* PROBLEM DESCRIPTION: Would you transcribe the line containing "Put one marker on each instance of the asphalt" and every line after it, through the end of the records below, exactly and with nothing else?

* GIVEN ENTRIES:

== Segment start ==

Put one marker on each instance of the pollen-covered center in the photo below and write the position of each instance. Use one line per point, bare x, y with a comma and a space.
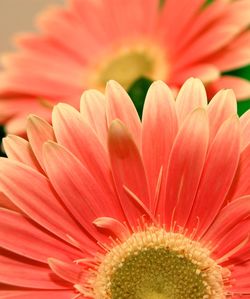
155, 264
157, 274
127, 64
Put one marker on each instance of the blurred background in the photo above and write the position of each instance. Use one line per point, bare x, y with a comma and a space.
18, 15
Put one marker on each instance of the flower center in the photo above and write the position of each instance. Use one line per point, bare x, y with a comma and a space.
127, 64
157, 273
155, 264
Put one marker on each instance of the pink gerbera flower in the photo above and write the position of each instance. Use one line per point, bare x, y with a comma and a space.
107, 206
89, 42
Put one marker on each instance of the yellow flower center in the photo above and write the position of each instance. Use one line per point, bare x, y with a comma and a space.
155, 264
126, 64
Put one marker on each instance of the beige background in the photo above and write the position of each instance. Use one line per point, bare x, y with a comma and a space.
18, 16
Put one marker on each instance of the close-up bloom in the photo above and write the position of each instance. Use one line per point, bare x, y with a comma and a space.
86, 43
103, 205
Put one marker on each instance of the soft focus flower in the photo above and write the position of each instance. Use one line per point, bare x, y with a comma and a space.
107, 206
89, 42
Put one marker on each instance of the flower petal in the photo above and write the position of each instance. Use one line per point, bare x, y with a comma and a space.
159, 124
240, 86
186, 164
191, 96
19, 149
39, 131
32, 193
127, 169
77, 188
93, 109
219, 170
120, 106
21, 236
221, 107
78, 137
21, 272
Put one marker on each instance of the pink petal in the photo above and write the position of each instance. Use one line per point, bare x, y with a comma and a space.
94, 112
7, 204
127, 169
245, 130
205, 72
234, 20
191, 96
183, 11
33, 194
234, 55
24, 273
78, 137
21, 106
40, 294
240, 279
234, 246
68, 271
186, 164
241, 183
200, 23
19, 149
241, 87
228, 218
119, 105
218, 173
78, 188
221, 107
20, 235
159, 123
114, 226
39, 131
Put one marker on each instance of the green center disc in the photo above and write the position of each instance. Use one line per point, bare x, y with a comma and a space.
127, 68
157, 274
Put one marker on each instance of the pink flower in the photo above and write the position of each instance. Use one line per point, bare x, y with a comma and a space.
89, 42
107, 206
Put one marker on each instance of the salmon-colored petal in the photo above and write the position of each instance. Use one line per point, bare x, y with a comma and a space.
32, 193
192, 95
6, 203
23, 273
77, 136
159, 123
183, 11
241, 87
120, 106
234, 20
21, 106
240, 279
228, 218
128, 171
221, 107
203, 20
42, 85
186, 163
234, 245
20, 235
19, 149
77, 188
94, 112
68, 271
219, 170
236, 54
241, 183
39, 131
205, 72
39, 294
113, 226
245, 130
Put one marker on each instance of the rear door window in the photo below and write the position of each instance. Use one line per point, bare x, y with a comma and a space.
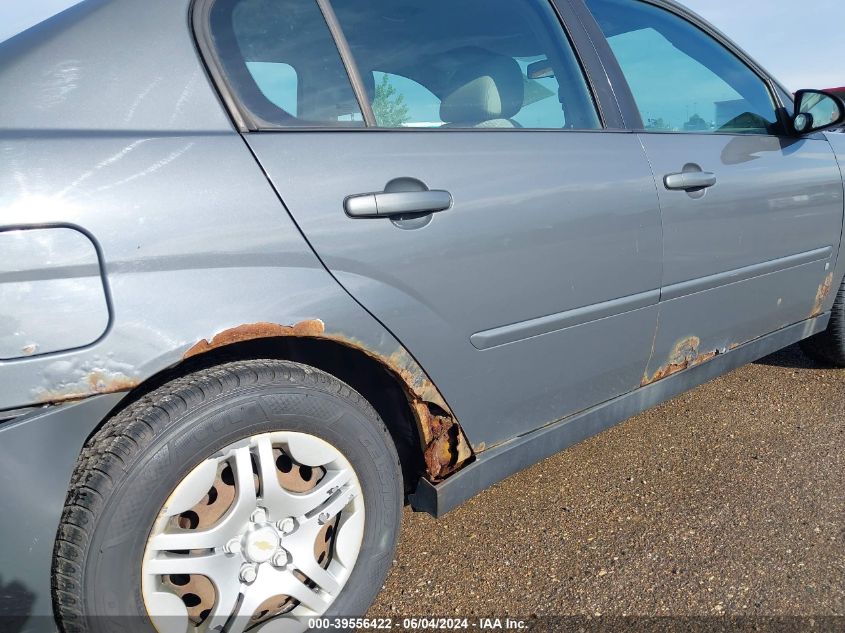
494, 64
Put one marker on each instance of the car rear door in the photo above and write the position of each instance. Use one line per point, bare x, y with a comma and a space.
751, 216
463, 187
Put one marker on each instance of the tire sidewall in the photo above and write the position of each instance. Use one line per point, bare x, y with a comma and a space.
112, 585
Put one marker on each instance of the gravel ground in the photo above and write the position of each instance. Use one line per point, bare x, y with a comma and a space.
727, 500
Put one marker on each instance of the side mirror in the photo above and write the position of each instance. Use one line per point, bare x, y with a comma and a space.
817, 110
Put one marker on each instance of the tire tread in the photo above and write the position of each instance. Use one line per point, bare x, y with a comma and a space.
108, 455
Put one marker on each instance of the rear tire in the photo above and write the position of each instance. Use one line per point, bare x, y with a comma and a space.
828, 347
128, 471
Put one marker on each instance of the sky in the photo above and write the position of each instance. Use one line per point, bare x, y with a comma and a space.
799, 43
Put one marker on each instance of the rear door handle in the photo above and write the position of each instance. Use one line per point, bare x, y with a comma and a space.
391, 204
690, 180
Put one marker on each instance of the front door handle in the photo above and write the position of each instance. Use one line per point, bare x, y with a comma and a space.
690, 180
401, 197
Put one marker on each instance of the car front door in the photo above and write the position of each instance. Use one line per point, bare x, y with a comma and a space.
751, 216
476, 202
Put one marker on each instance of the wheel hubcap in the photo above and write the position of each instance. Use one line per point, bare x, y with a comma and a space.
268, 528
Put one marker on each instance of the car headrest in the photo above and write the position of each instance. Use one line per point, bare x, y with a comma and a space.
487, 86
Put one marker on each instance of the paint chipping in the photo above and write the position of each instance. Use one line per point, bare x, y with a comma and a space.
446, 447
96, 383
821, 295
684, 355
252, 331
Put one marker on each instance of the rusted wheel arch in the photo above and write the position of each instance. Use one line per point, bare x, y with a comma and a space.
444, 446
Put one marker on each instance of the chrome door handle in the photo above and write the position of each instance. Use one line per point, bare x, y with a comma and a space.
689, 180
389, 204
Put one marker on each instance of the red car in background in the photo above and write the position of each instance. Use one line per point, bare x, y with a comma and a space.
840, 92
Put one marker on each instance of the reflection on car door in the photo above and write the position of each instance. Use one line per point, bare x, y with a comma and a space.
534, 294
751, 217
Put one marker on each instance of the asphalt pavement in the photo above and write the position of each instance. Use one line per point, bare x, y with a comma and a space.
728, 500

== Segment end ==

* REPLY TO THE EXERCISE:
Put one marker on each instance of the asphalt pavement in the photo above and write the position of each instance. Use one line per point, bare x, y with a comma and a space.
728, 500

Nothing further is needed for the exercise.